## Selected excerpt
The catalysts are increasing adoption, whales, inflows from other products into Bitcoin, and influence from other markets.
Alameda Research is a major cryptocurrency firm that trades a variety of cryptocurrencies and derivatives, with a volume between $600 million and $1.5 billion a day.
Throughout the past month, Cointelegraph has continued to report on the trend of whale accumulation.
Whale clusters form when whales buy Bitcoin and do not immediately sell. This typically indicates that whales bought BTC, sent them to their personal wallets, and have not moved their funds.
The accumulation of Bitcoin from whales possibly synergized with a profit-taking pullback in the altcoin market. Notably, when the decentralized finance market pulled back, Bitcoin continuously saw a significant rally.
Based on various trends and data points, Trabucco said the four abovementioned factors likely contributed to the Bitcoin rally over the past months. He wrote:
“So, first off, why ‘up’? There’s been a lot of discourse about this — some reasons for BTC to go up I’ve seen postulated include lots of institutional buying, increased adoption, ‘whales,’ outflows from faddish products back into BTC, influence from other markets, etc.”

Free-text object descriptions
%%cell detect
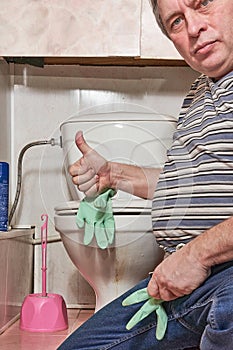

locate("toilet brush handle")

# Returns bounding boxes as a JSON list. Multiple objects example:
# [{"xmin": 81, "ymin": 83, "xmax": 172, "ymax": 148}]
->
[{"xmin": 41, "ymin": 214, "xmax": 48, "ymax": 297}]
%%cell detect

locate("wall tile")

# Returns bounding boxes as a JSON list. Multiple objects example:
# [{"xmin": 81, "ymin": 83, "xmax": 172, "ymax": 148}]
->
[{"xmin": 0, "ymin": 0, "xmax": 141, "ymax": 56}]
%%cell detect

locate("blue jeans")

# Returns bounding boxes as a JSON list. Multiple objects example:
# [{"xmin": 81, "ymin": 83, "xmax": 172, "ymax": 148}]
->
[{"xmin": 58, "ymin": 261, "xmax": 233, "ymax": 350}]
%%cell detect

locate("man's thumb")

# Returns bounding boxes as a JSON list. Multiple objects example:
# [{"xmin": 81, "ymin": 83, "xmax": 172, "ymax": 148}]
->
[{"xmin": 75, "ymin": 131, "xmax": 92, "ymax": 155}]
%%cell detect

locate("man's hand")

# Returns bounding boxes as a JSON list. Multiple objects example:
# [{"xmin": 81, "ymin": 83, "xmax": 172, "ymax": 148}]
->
[
  {"xmin": 148, "ymin": 239, "xmax": 210, "ymax": 301},
  {"xmin": 69, "ymin": 131, "xmax": 111, "ymax": 197}
]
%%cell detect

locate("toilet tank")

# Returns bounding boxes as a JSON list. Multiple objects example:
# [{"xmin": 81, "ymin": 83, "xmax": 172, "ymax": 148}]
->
[{"xmin": 60, "ymin": 111, "xmax": 176, "ymax": 200}]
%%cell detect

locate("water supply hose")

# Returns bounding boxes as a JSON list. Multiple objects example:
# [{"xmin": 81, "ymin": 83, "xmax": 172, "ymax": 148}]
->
[{"xmin": 8, "ymin": 138, "xmax": 61, "ymax": 225}]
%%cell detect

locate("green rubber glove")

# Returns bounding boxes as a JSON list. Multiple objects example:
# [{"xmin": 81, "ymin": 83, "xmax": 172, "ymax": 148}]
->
[
  {"xmin": 76, "ymin": 189, "xmax": 116, "ymax": 249},
  {"xmin": 122, "ymin": 288, "xmax": 167, "ymax": 340}
]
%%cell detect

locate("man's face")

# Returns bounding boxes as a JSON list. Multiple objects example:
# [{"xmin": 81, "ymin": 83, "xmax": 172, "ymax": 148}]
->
[{"xmin": 158, "ymin": 0, "xmax": 233, "ymax": 78}]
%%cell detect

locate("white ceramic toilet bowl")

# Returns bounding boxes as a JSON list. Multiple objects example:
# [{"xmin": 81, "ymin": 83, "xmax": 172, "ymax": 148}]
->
[{"xmin": 55, "ymin": 202, "xmax": 163, "ymax": 311}]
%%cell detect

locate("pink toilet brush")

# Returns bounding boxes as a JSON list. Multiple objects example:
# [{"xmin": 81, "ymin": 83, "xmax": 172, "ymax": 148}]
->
[{"xmin": 20, "ymin": 214, "xmax": 68, "ymax": 332}]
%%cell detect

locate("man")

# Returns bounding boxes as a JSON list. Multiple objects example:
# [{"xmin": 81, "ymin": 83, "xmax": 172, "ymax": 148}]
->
[{"xmin": 57, "ymin": 0, "xmax": 233, "ymax": 350}]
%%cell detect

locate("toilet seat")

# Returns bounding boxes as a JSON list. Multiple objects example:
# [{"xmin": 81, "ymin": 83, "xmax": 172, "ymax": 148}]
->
[{"xmin": 55, "ymin": 199, "xmax": 151, "ymax": 216}]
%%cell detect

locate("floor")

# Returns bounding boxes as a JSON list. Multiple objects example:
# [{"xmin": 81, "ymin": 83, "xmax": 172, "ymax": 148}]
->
[{"xmin": 0, "ymin": 309, "xmax": 94, "ymax": 350}]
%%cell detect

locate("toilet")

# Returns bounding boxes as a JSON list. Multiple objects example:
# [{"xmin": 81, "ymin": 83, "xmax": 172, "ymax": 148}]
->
[{"xmin": 54, "ymin": 111, "xmax": 176, "ymax": 311}]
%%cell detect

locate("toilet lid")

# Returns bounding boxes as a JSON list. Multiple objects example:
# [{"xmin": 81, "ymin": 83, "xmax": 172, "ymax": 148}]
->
[{"xmin": 55, "ymin": 199, "xmax": 151, "ymax": 215}]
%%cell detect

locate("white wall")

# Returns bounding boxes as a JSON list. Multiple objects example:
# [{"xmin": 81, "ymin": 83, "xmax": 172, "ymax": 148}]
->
[{"xmin": 11, "ymin": 65, "xmax": 197, "ymax": 305}]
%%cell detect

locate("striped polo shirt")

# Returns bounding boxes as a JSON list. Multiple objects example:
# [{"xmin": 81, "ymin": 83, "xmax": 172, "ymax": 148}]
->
[{"xmin": 152, "ymin": 72, "xmax": 233, "ymax": 252}]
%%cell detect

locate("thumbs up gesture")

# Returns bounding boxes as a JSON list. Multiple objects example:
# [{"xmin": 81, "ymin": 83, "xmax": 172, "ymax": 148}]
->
[{"xmin": 69, "ymin": 131, "xmax": 111, "ymax": 197}]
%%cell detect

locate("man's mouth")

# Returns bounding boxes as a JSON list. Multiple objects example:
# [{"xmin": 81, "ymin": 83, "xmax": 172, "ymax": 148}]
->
[{"xmin": 193, "ymin": 40, "xmax": 216, "ymax": 55}]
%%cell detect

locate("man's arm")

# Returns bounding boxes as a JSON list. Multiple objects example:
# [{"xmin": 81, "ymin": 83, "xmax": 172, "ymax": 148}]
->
[{"xmin": 148, "ymin": 217, "xmax": 233, "ymax": 301}]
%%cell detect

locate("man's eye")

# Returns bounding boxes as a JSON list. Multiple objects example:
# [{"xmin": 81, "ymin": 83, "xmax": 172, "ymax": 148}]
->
[{"xmin": 172, "ymin": 17, "xmax": 181, "ymax": 27}]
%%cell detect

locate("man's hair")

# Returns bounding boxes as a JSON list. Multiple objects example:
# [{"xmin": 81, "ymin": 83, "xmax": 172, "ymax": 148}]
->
[{"xmin": 150, "ymin": 0, "xmax": 170, "ymax": 39}]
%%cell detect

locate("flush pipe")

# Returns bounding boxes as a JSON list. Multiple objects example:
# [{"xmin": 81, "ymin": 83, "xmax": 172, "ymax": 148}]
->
[{"xmin": 8, "ymin": 137, "xmax": 62, "ymax": 225}]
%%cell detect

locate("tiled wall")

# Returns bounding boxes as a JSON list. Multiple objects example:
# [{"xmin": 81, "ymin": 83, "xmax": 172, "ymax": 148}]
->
[{"xmin": 0, "ymin": 60, "xmax": 11, "ymax": 162}]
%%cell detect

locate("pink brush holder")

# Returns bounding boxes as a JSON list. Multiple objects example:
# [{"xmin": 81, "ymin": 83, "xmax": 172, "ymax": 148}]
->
[{"xmin": 20, "ymin": 293, "xmax": 68, "ymax": 332}]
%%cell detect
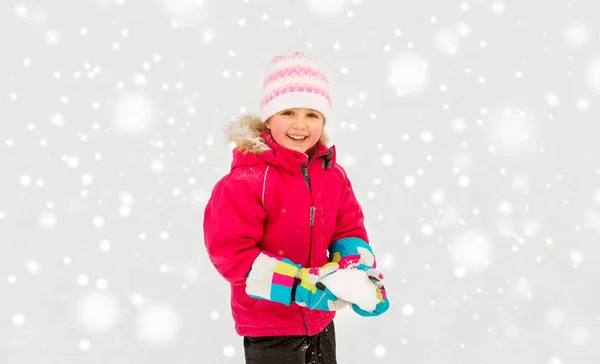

## Questions
(1) Answer these from the Bitcoin rally excerpt:
(a) What daily trading volume does it give for Alameda Research?
(b) When do whale clusters form?
(c) What did Bitcoin see when the decentralized finance market pulled back?
(2) Please carry on the Bitcoin rally excerpt from the point where it stops.
Nothing in the listing is needed for this work.

## Results by task
(1)
(a) Between $600 million and $1.5 billion a day.
(b) When whales buy Bitcoin and do not immediately sell.
(c) A significant rally, continuously.

(2)
Atop these factors, Cointelegraph reported that the Bitcoin exchange reserves are also declining at a rapid rate.
Bitcoin exchange reserves drop when investors increasingly pull their funds out of exchanges. Since investors often deposit cryptocurrencies to exchanges to sell, this trend suggests that there are fewer sellers in the market and a smaller available supply of BTC.
When positive fundamental and technical factors coincide with an overall drop in selling pressure, it could buoy the momentum around Bitcoin.
According to Trabucco, Joe Biden’s projected victory and the prospect of Moderna and Pfizer vaccines are both positive factors for Bitcoin.
The support for Bitcoin from various tech companies including PayPal, banks, politicians, high-net-worth investors and billionaires are all likely pushing up the BTC price, the trader argues. He wrote:
“My take would be: eh probably a combination. I do think that Biden’s victory and the vaccines were net good for e.g. SPY which has both short- and long-term correlation to BTC in the COVID era, which contributed.
And there are also legit a lot of traditional companies / entities — banks, hedge funds, random rich people, thought leaders, tech companies, Wyoming senators, etc. — signaling support for BTC, which both directly (buying) and indirectly (sentiment) influences its price up.”
In the near term, the roadblock for Bitcoin remains the $18,500 resistance area. Above it, there is little resistance until a new all-time high, after which BTC would enter the uncharted waters of price discovery.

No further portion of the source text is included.